*What to produce:*
Put the lines of the records from the one containing "Isolate person in" through the end of the records, both ends included, into a numbered list, leaving out any blank lines.
═══ Material shown ═══
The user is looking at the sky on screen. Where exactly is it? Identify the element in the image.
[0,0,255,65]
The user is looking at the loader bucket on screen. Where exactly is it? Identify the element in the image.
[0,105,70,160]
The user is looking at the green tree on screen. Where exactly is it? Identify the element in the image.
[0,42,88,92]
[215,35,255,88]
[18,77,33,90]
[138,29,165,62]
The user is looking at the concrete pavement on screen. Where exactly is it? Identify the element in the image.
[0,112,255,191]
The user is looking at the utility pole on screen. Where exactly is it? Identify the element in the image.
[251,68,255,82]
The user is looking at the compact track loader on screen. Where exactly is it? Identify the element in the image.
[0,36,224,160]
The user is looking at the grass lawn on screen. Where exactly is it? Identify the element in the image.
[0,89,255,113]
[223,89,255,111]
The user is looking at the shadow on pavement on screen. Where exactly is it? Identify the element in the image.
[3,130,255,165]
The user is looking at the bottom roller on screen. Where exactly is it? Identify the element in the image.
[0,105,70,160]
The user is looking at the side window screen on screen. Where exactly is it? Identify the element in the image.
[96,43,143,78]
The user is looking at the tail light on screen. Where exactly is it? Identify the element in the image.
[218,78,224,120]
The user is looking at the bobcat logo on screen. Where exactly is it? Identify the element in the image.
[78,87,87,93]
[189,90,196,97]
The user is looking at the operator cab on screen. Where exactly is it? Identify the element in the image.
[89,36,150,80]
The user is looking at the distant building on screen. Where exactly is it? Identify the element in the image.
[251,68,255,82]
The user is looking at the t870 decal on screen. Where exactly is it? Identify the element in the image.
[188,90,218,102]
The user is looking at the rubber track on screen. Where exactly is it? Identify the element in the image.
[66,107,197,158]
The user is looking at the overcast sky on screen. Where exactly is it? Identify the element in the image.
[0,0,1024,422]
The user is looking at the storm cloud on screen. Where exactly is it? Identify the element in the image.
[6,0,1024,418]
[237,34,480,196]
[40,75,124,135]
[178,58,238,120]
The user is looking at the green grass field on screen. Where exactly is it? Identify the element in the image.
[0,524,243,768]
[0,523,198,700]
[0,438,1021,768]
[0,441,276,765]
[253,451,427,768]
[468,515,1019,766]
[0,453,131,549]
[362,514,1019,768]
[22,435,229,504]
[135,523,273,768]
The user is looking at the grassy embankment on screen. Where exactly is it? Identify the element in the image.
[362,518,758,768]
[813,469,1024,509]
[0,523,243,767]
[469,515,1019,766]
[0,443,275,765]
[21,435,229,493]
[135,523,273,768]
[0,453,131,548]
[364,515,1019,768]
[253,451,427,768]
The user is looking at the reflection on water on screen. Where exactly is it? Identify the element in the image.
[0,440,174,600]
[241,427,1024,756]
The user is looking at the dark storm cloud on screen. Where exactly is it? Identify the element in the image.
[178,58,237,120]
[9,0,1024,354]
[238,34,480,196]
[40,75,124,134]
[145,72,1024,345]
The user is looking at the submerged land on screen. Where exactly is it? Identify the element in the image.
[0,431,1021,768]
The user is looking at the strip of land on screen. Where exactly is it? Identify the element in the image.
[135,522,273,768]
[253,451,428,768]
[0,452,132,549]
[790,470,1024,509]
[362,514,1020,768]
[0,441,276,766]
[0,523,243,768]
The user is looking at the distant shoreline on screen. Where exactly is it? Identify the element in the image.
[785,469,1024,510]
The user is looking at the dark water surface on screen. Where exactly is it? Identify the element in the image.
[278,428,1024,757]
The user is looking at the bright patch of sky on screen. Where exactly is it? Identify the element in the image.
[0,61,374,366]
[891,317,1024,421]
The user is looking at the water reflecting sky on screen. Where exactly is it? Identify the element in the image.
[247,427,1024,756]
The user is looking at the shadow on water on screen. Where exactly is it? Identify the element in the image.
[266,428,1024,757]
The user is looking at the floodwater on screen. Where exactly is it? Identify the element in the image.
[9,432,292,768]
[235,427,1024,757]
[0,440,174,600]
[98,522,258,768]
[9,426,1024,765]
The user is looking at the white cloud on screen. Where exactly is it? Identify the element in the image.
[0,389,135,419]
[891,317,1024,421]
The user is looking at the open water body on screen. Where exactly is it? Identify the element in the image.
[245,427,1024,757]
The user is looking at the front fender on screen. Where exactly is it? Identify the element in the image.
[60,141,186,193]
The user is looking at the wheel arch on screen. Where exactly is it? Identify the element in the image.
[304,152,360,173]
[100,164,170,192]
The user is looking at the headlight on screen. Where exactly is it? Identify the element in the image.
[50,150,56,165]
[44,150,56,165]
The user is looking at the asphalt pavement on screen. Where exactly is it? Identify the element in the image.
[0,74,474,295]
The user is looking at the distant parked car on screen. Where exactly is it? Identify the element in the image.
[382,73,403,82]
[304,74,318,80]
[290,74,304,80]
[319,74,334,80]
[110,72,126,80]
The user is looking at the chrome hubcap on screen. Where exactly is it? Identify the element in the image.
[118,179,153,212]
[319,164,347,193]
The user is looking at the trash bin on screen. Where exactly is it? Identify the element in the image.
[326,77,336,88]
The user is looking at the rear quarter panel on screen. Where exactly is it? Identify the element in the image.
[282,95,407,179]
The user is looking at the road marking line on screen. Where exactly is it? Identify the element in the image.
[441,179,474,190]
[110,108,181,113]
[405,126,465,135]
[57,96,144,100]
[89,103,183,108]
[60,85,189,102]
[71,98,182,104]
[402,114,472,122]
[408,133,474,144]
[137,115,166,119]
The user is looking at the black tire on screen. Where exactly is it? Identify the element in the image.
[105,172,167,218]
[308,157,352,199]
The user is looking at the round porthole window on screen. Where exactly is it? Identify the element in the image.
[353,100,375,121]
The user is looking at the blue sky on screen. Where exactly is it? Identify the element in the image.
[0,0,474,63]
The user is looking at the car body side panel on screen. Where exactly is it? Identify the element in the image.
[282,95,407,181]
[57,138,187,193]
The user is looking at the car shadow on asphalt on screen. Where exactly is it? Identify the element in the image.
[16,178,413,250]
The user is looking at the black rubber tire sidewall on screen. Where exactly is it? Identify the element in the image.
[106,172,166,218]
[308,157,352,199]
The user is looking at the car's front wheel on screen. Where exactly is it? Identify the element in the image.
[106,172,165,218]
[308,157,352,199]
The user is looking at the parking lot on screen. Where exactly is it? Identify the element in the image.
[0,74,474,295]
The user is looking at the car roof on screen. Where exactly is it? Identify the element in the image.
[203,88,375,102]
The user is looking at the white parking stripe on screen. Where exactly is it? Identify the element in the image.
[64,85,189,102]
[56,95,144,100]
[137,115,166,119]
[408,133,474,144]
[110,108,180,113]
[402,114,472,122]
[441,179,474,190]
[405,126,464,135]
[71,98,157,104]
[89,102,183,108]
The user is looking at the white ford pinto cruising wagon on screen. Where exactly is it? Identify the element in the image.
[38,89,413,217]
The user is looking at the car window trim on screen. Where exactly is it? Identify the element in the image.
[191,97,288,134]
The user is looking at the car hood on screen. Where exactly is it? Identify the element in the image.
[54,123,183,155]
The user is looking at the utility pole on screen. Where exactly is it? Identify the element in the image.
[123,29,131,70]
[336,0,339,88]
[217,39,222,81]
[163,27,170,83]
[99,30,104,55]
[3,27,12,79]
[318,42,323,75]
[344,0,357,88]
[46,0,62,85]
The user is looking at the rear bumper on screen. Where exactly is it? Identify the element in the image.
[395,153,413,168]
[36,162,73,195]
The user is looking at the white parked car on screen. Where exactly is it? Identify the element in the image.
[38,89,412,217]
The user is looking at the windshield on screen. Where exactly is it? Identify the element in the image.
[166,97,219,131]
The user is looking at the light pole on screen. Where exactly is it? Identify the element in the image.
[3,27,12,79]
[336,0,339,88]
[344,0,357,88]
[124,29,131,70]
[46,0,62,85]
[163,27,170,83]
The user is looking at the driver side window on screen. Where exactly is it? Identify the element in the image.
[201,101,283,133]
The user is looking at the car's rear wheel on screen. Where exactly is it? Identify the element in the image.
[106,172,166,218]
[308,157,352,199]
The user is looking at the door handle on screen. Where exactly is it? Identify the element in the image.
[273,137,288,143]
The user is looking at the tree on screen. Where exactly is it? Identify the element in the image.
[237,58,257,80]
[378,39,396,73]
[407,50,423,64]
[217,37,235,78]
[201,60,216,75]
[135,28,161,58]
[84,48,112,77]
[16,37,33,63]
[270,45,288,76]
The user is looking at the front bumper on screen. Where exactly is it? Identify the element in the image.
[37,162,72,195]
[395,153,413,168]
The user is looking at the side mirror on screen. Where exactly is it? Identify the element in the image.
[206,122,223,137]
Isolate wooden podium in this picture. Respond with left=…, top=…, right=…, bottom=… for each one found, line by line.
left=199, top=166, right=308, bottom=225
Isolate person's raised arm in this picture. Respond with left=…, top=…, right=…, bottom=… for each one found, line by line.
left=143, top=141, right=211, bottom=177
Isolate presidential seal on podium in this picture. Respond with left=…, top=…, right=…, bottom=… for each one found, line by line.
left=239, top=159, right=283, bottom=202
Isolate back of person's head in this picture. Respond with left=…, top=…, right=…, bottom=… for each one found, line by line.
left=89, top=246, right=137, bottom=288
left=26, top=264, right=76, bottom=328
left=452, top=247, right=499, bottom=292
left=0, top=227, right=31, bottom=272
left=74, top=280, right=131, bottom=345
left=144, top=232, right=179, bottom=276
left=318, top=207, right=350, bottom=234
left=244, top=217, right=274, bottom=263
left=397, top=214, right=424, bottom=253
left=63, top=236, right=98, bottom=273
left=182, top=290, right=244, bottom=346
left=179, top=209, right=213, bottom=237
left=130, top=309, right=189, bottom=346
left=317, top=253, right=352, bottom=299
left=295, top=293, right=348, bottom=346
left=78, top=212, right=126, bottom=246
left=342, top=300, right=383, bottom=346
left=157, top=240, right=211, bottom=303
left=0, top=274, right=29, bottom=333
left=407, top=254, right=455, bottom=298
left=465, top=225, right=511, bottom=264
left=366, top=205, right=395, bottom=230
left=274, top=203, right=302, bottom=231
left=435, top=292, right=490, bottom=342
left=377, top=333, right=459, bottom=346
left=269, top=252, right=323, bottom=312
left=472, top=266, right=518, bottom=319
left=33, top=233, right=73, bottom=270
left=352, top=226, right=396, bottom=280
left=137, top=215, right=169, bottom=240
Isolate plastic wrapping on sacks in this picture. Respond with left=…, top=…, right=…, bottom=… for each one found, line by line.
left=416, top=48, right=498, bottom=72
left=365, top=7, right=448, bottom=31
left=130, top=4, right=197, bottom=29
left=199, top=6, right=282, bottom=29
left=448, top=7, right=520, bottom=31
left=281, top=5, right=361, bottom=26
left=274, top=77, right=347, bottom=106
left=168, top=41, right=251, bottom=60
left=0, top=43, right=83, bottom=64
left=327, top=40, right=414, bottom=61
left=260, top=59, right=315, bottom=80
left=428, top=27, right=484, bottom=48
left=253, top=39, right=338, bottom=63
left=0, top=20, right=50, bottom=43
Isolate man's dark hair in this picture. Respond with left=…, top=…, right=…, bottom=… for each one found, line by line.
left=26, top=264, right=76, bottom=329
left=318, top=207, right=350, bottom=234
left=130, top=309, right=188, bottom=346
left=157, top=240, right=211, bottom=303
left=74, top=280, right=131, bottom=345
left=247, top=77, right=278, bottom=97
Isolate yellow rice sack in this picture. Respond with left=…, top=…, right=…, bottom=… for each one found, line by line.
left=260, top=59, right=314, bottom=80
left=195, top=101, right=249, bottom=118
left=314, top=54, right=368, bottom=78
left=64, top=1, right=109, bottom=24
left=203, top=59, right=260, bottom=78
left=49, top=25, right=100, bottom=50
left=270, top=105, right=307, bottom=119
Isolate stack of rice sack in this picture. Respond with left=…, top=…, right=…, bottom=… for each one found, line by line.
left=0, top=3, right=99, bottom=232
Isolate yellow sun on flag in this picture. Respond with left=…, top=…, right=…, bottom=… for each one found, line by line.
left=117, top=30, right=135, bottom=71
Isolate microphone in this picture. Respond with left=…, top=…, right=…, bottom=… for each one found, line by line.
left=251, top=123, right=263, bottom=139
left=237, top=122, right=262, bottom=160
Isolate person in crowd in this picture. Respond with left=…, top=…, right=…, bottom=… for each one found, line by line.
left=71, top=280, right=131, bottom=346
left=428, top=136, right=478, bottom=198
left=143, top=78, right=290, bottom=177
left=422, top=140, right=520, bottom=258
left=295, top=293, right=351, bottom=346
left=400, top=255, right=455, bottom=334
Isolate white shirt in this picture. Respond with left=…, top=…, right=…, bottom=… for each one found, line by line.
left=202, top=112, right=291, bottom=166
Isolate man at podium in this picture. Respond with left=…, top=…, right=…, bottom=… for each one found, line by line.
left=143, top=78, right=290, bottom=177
═══
*Task response:*
1. Isolate person in crowd in this picture. Respond with left=…, top=…, right=…, bottom=… for each one found, line by line.
2. left=71, top=280, right=131, bottom=346
3. left=428, top=136, right=478, bottom=198
4. left=143, top=78, right=290, bottom=177
5. left=422, top=140, right=520, bottom=258
6. left=295, top=293, right=351, bottom=346
7. left=400, top=255, right=455, bottom=334
8. Isolate white shirt in this picture. Respond with left=…, top=…, right=…, bottom=… for each one found, line by line.
9. left=202, top=112, right=291, bottom=166
10. Isolate man at podium in this picture. Respond with left=…, top=…, right=…, bottom=… for each one found, line by line.
11. left=143, top=78, right=290, bottom=177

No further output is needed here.